-- start DATASET EXTRACT --
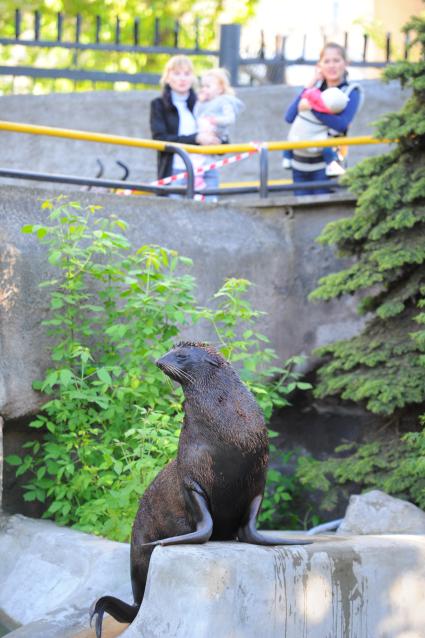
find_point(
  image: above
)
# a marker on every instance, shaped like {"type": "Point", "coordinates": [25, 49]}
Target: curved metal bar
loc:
{"type": "Point", "coordinates": [190, 188]}
{"type": "Point", "coordinates": [264, 172]}
{"type": "Point", "coordinates": [125, 169]}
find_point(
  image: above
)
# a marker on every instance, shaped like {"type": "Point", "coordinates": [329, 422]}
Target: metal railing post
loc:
{"type": "Point", "coordinates": [190, 188]}
{"type": "Point", "coordinates": [230, 37]}
{"type": "Point", "coordinates": [264, 172]}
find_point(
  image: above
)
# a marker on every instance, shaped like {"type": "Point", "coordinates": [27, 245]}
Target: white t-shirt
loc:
{"type": "Point", "coordinates": [187, 123]}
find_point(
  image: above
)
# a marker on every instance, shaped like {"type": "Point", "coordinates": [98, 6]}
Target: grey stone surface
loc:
{"type": "Point", "coordinates": [378, 513]}
{"type": "Point", "coordinates": [50, 575]}
{"type": "Point", "coordinates": [272, 244]}
{"type": "Point", "coordinates": [362, 586]}
{"type": "Point", "coordinates": [365, 587]}
{"type": "Point", "coordinates": [127, 113]}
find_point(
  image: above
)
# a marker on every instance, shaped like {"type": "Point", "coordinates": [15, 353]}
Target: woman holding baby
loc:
{"type": "Point", "coordinates": [324, 108]}
{"type": "Point", "coordinates": [179, 115]}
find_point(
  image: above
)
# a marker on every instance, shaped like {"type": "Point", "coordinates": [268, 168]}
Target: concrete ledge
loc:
{"type": "Point", "coordinates": [339, 587]}
{"type": "Point", "coordinates": [49, 576]}
{"type": "Point", "coordinates": [363, 587]}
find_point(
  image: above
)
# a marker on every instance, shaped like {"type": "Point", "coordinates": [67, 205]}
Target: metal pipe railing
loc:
{"type": "Point", "coordinates": [183, 150]}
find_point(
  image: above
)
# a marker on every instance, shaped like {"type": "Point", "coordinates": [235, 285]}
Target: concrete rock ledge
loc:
{"type": "Point", "coordinates": [363, 587]}
{"type": "Point", "coordinates": [49, 576]}
{"type": "Point", "coordinates": [338, 587]}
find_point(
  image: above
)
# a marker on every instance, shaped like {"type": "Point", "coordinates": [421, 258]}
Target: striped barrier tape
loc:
{"type": "Point", "coordinates": [200, 170]}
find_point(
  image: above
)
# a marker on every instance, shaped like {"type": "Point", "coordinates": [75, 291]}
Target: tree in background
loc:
{"type": "Point", "coordinates": [182, 14]}
{"type": "Point", "coordinates": [384, 367]}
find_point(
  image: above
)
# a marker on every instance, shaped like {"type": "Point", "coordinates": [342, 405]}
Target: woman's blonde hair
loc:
{"type": "Point", "coordinates": [222, 77]}
{"type": "Point", "coordinates": [333, 45]}
{"type": "Point", "coordinates": [175, 62]}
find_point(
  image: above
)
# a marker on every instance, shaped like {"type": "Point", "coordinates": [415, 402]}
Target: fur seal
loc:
{"type": "Point", "coordinates": [214, 488]}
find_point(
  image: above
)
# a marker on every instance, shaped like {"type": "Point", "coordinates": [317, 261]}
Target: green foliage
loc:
{"type": "Point", "coordinates": [384, 367]}
{"type": "Point", "coordinates": [112, 418]}
{"type": "Point", "coordinates": [184, 12]}
{"type": "Point", "coordinates": [392, 464]}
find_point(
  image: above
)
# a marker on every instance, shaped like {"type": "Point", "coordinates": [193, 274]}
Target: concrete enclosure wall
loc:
{"type": "Point", "coordinates": [271, 244]}
{"type": "Point", "coordinates": [128, 114]}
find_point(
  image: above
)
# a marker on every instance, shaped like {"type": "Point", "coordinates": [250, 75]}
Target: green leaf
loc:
{"type": "Point", "coordinates": [13, 459]}
{"type": "Point", "coordinates": [104, 375]}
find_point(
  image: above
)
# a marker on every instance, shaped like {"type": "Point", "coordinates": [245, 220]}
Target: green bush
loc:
{"type": "Point", "coordinates": [383, 368]}
{"type": "Point", "coordinates": [112, 418]}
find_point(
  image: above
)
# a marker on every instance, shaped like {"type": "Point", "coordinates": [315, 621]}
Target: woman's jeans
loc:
{"type": "Point", "coordinates": [310, 176]}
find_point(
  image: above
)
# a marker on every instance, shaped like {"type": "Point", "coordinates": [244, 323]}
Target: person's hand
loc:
{"type": "Point", "coordinates": [207, 138]}
{"type": "Point", "coordinates": [304, 105]}
{"type": "Point", "coordinates": [317, 77]}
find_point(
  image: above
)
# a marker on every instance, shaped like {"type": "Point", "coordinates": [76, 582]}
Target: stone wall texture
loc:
{"type": "Point", "coordinates": [127, 113]}
{"type": "Point", "coordinates": [272, 244]}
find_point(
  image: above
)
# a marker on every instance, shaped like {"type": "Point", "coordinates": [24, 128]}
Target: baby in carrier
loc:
{"type": "Point", "coordinates": [307, 126]}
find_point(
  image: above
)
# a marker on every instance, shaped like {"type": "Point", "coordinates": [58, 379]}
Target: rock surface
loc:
{"type": "Point", "coordinates": [378, 513]}
{"type": "Point", "coordinates": [50, 575]}
{"type": "Point", "coordinates": [364, 586]}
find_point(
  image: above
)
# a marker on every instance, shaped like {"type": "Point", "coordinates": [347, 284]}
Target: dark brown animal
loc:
{"type": "Point", "coordinates": [213, 489]}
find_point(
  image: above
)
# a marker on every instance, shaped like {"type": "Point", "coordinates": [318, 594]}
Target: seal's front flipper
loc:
{"type": "Point", "coordinates": [117, 608]}
{"type": "Point", "coordinates": [203, 519]}
{"type": "Point", "coordinates": [248, 533]}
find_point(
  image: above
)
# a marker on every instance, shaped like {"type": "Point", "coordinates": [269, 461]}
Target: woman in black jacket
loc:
{"type": "Point", "coordinates": [171, 116]}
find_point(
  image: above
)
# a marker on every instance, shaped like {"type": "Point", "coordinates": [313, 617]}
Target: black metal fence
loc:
{"type": "Point", "coordinates": [159, 41]}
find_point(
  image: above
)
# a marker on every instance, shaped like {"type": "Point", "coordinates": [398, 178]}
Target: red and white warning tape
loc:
{"type": "Point", "coordinates": [200, 170]}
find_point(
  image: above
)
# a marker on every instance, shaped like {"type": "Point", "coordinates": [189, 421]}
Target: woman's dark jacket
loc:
{"type": "Point", "coordinates": [164, 121]}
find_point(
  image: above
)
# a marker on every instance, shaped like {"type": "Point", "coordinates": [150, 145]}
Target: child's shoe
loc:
{"type": "Point", "coordinates": [334, 169]}
{"type": "Point", "coordinates": [199, 182]}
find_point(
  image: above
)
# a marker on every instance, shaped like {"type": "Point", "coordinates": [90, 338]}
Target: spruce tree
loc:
{"type": "Point", "coordinates": [383, 368]}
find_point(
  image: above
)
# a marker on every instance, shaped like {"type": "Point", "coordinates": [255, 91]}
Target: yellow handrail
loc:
{"type": "Point", "coordinates": [221, 149]}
-- end DATASET EXTRACT --
DESCRIPTION OF THE TASK | Report every line in the records above that contains the word "white".

ANSWER FOR THIS EXERCISE |
Target: white t-shirt
Target: red and white warning tape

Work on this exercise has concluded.